Текст для анализа:
Эту историю я услышал в памятную поездку на Святую Гору в декабре 2018 года. Мне тогда удалось посетить двух очень важных для меня греческих святых. Было такое ощущение, что они взяли меня за руку и провели всем этим путем от Афин до Святой Горы, помогая добраться до намеченных мест и посылая нужных людей на всем его продолжении. Посещение святого Нектария Эгинского, с которого началось мое странствие, было окружено какими-то маленькими неприметными чудесами и проявлениями благодатной помощи. Я прибыл на остров довольно поздно, и никакой общественный транспорт уже не ходил. А когда пешком и на попутках я все же добрался до монастыря, тот был уже закрыт. Мне удалось найти какую-то незапертую калитку с задней стороны, и я вошел во двор, где меня через ограду увидел монастырский рабочий. Узнав, что я паломник из России, он позвал монахиню, и та устроила меня в прекрасной пустой монастырской гостинице на ночь и даже принесла какой-то сухой паек. А утром я сходил на литургию и поклонился святителю Нектарию, благодаря за то, что он не оставил меня на ночь глядя в незнакомом месте.
Никто из них, конечно, не застал свт. Нектария в живых, но у каждого был кто-то из родственников, кто знал святого лично
После литургии мы пили кофе с местными греками в монастырском архондарике, и все это было очень трогательно и по-семейному. Они вспоминали святого Нектария, рядом с которым прошла вся их жизнь. Никто уже, конечно, не застал его в живых, но у каждого был кто-то из родственников, кто знал святителя лично, и они вспоминали своих родных – у кого-то это был папа, у кого-то дядя или же еще кто-нибудь, кто работал в монастыре в то время, либо приходил сюда к святителю. И среди этих членов их семей имя святого Нектария тоже произносилось так, словно бы он был одним из них – но особенно важный и дорогой, осенивший всю жизнь своими молитвами, благословением и покровительством. Имена этих своих давно ушедших, но таких близких пап и мам, дядюшек и кузенов они писали мне на записочках, узнав, что я еду на Святую Гору, и просили помянуть их там, как и доныне здравствующих членов их семей. В своих карманах я увез словно бы частицу этой жизни нескольких поколений, прошедшей на Эгине рядом со святым Нектарием, словно плод его молитв, который надо было отвезти и поделиться им с Афоном.

Условия задания:
Когда состоялась поездка на Святую Гору, о которой говорится в рассказе о паломничестве?

[Записи набора данных]
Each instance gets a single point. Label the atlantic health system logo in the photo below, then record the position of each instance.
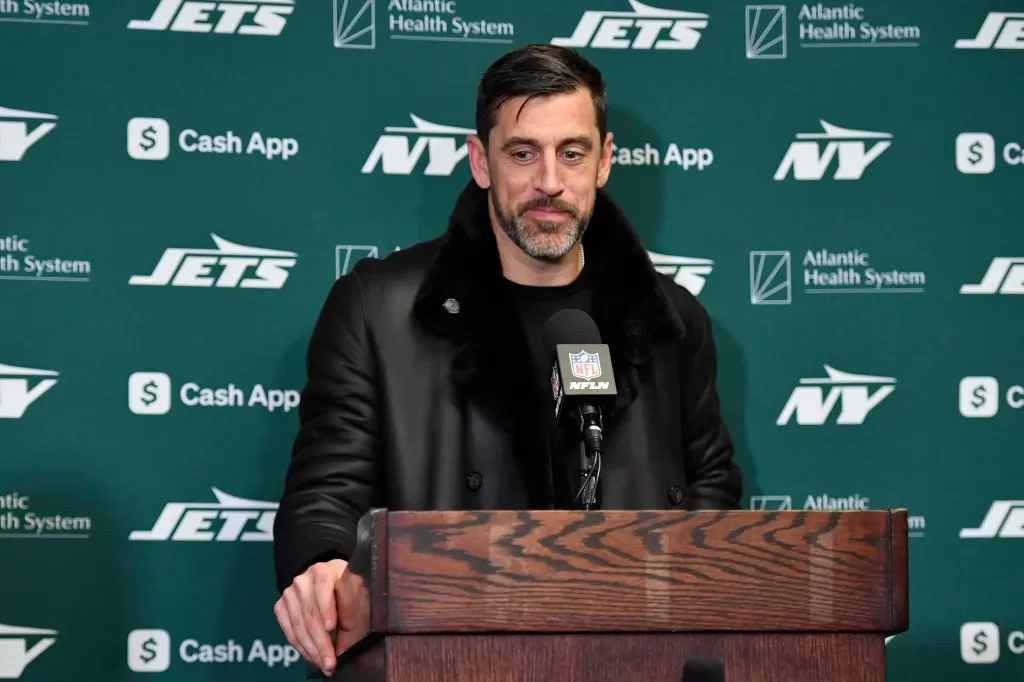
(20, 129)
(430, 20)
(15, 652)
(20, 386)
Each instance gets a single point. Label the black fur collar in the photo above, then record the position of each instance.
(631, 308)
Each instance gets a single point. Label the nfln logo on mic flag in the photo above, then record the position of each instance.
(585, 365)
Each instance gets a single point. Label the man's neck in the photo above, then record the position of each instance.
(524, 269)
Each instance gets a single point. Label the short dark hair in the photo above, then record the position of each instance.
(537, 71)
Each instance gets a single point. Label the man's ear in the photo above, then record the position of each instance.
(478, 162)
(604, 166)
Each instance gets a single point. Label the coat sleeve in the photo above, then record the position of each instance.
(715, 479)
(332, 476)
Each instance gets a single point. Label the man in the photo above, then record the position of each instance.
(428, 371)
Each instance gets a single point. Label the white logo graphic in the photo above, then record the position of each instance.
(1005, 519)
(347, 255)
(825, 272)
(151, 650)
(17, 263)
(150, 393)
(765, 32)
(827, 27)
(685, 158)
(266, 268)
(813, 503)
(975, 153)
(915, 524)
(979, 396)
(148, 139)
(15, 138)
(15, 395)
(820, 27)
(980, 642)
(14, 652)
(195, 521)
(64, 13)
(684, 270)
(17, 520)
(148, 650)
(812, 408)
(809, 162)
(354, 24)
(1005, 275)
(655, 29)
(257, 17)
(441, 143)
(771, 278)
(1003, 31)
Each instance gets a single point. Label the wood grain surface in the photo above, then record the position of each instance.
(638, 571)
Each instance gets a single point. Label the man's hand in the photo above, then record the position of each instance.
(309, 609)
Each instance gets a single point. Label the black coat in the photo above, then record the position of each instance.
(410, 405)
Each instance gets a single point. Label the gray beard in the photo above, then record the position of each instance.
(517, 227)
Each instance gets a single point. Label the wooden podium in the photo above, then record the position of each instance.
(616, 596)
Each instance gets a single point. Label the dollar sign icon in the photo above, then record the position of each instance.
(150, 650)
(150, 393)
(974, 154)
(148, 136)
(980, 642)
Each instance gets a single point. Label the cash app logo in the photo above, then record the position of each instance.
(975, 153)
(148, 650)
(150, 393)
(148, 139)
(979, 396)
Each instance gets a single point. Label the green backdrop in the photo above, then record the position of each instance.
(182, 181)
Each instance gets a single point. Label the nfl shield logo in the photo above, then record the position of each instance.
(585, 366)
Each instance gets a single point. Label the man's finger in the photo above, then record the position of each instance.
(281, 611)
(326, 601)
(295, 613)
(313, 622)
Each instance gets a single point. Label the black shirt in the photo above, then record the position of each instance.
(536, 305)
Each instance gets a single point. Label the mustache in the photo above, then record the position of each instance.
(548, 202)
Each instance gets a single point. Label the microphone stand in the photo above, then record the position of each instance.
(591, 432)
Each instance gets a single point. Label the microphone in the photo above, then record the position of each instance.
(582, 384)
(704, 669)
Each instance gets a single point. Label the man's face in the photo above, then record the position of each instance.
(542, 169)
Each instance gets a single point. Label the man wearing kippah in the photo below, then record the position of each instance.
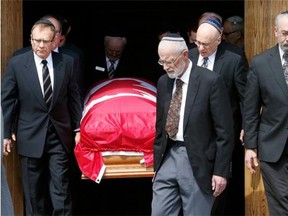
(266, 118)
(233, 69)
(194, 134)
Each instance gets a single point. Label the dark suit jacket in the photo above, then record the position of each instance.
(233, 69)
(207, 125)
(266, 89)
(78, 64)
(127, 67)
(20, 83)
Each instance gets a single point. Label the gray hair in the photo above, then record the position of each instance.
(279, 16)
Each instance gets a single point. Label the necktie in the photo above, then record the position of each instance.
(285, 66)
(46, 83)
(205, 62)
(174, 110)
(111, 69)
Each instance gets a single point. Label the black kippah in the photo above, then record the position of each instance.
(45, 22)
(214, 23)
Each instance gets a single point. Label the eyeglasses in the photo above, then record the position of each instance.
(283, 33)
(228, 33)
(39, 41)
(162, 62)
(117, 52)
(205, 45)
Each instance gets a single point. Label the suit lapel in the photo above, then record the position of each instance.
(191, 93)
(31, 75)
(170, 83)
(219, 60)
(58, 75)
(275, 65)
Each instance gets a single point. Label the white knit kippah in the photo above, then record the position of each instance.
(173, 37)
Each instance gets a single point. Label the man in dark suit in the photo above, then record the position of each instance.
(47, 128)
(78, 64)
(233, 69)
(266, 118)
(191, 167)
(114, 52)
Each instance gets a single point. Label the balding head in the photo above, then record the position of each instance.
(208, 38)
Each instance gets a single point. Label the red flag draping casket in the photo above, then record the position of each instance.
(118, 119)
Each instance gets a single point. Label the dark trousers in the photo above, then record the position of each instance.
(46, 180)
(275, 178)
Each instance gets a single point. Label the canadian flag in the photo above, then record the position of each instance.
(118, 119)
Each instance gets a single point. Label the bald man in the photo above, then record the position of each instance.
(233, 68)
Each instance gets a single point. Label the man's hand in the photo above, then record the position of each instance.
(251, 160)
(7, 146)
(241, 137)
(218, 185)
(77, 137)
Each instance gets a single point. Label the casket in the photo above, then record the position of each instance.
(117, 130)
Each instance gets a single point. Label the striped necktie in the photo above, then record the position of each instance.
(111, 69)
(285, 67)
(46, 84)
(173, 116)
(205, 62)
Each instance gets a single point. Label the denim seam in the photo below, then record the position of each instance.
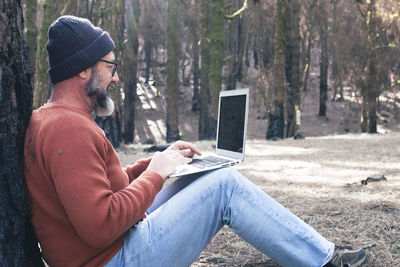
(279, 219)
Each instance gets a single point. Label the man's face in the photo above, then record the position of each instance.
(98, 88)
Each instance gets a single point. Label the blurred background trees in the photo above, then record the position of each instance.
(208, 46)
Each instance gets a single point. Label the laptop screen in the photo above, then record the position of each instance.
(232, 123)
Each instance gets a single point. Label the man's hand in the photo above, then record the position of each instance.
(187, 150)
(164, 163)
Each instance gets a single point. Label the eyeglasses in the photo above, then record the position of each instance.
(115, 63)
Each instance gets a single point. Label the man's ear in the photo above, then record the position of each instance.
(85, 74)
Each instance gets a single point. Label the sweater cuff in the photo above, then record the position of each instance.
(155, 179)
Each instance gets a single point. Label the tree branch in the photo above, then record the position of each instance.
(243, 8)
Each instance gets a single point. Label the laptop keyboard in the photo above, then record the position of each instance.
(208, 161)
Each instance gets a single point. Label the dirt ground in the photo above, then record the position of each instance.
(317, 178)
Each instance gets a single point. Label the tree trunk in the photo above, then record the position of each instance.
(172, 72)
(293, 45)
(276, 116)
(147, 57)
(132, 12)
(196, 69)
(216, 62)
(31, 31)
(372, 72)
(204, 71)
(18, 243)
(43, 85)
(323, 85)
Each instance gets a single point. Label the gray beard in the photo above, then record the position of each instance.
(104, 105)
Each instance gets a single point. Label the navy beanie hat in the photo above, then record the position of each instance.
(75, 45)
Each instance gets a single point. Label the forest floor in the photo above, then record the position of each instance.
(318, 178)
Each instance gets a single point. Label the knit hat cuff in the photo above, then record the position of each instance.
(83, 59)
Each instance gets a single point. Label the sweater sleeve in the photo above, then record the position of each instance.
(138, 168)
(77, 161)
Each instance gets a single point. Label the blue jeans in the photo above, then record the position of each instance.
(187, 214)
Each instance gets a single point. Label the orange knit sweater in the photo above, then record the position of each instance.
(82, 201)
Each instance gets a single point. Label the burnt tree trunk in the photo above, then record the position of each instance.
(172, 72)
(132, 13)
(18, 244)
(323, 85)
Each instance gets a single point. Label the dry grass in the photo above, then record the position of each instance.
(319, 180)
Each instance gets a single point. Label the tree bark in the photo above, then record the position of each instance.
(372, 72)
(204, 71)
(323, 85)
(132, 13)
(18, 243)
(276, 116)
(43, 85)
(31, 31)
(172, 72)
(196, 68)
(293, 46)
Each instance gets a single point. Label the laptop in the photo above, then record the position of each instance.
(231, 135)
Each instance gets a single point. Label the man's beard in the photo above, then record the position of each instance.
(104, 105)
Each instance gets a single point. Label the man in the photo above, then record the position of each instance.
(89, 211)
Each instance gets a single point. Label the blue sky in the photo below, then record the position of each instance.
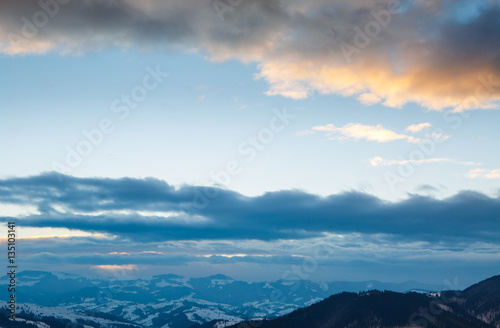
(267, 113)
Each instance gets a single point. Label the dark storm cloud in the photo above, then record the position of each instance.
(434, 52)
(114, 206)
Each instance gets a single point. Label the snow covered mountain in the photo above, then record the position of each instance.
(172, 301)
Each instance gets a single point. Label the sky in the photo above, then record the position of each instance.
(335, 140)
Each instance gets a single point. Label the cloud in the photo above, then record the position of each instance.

Ответ на задание:
В декабре 2018 года.